Begin with the line that holds "Can you find the chevrolet" and repeat each line after it exactly, ending with the last line of the listing.

(RECORDS FOR THE TASK begins)

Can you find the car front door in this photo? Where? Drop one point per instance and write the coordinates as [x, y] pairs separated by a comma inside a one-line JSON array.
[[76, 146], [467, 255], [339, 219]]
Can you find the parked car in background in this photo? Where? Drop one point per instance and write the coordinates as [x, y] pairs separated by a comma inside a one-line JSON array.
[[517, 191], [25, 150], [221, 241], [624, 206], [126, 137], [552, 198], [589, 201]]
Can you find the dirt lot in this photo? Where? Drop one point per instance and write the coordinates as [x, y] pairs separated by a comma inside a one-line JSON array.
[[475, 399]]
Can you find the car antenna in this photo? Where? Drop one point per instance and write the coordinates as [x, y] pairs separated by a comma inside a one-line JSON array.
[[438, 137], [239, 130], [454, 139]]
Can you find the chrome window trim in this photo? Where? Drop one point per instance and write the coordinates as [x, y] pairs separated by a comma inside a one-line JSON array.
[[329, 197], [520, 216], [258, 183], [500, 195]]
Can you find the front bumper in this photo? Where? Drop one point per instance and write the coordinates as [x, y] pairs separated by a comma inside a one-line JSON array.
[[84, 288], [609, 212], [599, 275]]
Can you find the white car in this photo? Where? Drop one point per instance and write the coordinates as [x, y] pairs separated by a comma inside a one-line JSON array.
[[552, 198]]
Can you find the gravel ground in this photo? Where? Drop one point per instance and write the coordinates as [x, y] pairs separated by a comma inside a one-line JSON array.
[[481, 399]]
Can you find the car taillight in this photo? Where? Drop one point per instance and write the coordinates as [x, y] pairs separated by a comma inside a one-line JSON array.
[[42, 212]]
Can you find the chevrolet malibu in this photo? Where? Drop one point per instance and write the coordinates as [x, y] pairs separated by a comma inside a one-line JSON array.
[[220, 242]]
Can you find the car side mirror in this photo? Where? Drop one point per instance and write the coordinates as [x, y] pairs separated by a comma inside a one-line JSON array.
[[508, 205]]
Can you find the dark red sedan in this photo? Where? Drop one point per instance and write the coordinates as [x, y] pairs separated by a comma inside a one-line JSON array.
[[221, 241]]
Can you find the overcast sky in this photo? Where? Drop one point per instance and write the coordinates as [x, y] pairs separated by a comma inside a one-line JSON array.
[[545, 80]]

(RECORDS FOR THE TASK ends)

= WRITTEN RESPONSE =
Can you find the chevrolet malibu in this photo? Where? Drop one point per instance and write the coordinates as [x, y] pairs separated by a comma inside a one-line JSON array.
[[220, 242]]
Can you find the car side mirror in this photo? Where? Drop one point per instance and write the coordinates as [x, y] pairs separated by a comma inside a one-line JSON array.
[[508, 205]]
Can you find the dark red sedan in this photo? Where? Drop one point per instance and write the coordinates as [x, y] pairs separated by a comma inside a one-line JSON array.
[[221, 241]]
Can you find the overcast sky in this photo? Where? Drop one point per instance and write the coordinates as [x, y] pairs separated by a comma inside a one-line JSON array.
[[545, 80]]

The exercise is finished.